Porcine Epidemic Diarrhea virus, or PED, is having a significant impact on the U.S. pork industry.
According to the Agriculture Department, PED is common in Asia and the virus does NOT pose a threat to human health.
Nevertheless, PED has killed 7 million U.S. piglets over the past year and the number of market-ready hogs could decline by more than 10 percent this summer.
At the world’s largest pork-specific trade show this week, USDA announced updated reporting protocols and earmarked millions of dollars in new funding to fight the disease.
Hog producers, dealing with both great market prices and a disease with no known cure, took center stage at the Iowa State Fairgrounds this week for the World Pork Expo.
The annual celebration of food, policy and product attracts visitors from around the world to the state that’s the largest producer of pork in the world.
Sec. Tom Vilsack/USDA: “We're looking at an increase of 150-200 operations a week. So this is obviously an expanding issue."
Nearly every conversation though, came back to a lethal disease besieging the industry; the Porcine Epidemic Diarrhea Virus or PED.
Late this week, USDA chief Tom Vilsack announced $26 million in funding to help combat the diseases of PEDv and deltacoronvavirus.
Sec. Tom Vilsack/USDA "We recognize it is important to focus on creating a better understanding of these virus, a better understanding of how they came into this country, a better understanding on how to deal with them once they are here, and ultimately how to deal with the eradication and elimination of them."
Pork producers say it’s an interesting time for the industry, as record high prices offer some consolation for losses to PED.
Dale Norton/National Pork Board president: “For some people, it’s been a positive impact on price because of supply has diminished. For those producers that had no pigs contracted and didn't get hit with PED, they are doing very well.”
The export market has been especially good for U.S. pork producers. Normally, the old saying goes the cure prices is high prices, but a noted economist says that may not be the case this time.
Steve Meyer/Paragon Economics: “This one is a little different. It is a supply shock and a productivity shock and at some point we have to make a decision are we going to be able to solve the productivity problem, or do we have to overcome it with more production capacity."

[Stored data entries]
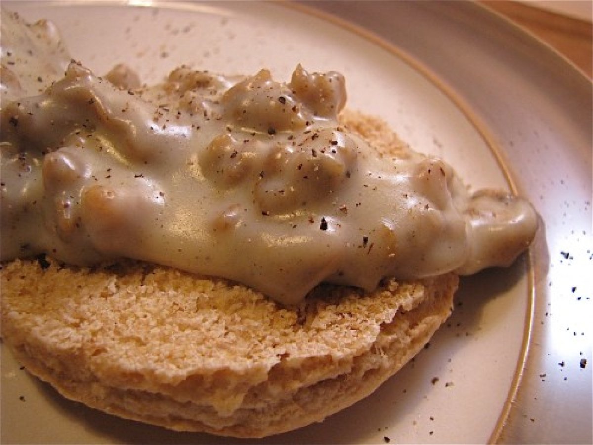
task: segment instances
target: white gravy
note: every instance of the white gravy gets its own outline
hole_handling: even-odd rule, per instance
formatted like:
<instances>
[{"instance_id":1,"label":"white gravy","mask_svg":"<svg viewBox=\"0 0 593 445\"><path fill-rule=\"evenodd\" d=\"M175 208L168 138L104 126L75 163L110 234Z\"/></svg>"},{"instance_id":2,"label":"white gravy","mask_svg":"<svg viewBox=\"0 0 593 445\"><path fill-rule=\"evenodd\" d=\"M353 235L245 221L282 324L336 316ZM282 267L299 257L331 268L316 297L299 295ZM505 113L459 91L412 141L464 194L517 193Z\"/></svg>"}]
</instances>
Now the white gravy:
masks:
<instances>
[{"instance_id":1,"label":"white gravy","mask_svg":"<svg viewBox=\"0 0 593 445\"><path fill-rule=\"evenodd\" d=\"M129 257L292 304L321 282L506 266L534 236L527 201L470 195L443 161L381 157L342 127L337 73L181 67L135 88L71 62L47 22L2 26L2 261Z\"/></svg>"}]
</instances>

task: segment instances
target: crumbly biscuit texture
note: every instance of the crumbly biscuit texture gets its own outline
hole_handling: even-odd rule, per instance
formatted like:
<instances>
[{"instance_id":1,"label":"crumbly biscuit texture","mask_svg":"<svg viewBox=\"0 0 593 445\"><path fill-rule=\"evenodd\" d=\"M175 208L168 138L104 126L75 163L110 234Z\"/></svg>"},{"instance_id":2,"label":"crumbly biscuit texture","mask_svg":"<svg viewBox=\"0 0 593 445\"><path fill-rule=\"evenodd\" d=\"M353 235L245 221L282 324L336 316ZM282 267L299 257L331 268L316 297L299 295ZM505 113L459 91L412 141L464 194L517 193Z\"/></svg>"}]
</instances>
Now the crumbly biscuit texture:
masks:
<instances>
[{"instance_id":1,"label":"crumbly biscuit texture","mask_svg":"<svg viewBox=\"0 0 593 445\"><path fill-rule=\"evenodd\" d=\"M393 154L385 124L346 125ZM49 263L47 262L49 261ZM283 306L223 279L140 262L17 260L1 272L2 334L63 395L125 418L262 437L320 421L374 390L451 312L454 274L316 288Z\"/></svg>"}]
</instances>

→ Task: From the report on PED and the U.S. pork industry, extract the passage starting with "Nevertheless, PED has" and going on through "fight the disease.". The listing comes from a separate source.

→ Written reply:
Nevertheless, PED has killed 7 million U.S. piglets over the past year and the number of market-ready hogs could decline by more than 10 percent this summer.
At the world’s largest pork-specific trade show this week, USDA announced updated reporting protocols and earmarked millions of dollars in new funding to fight the disease.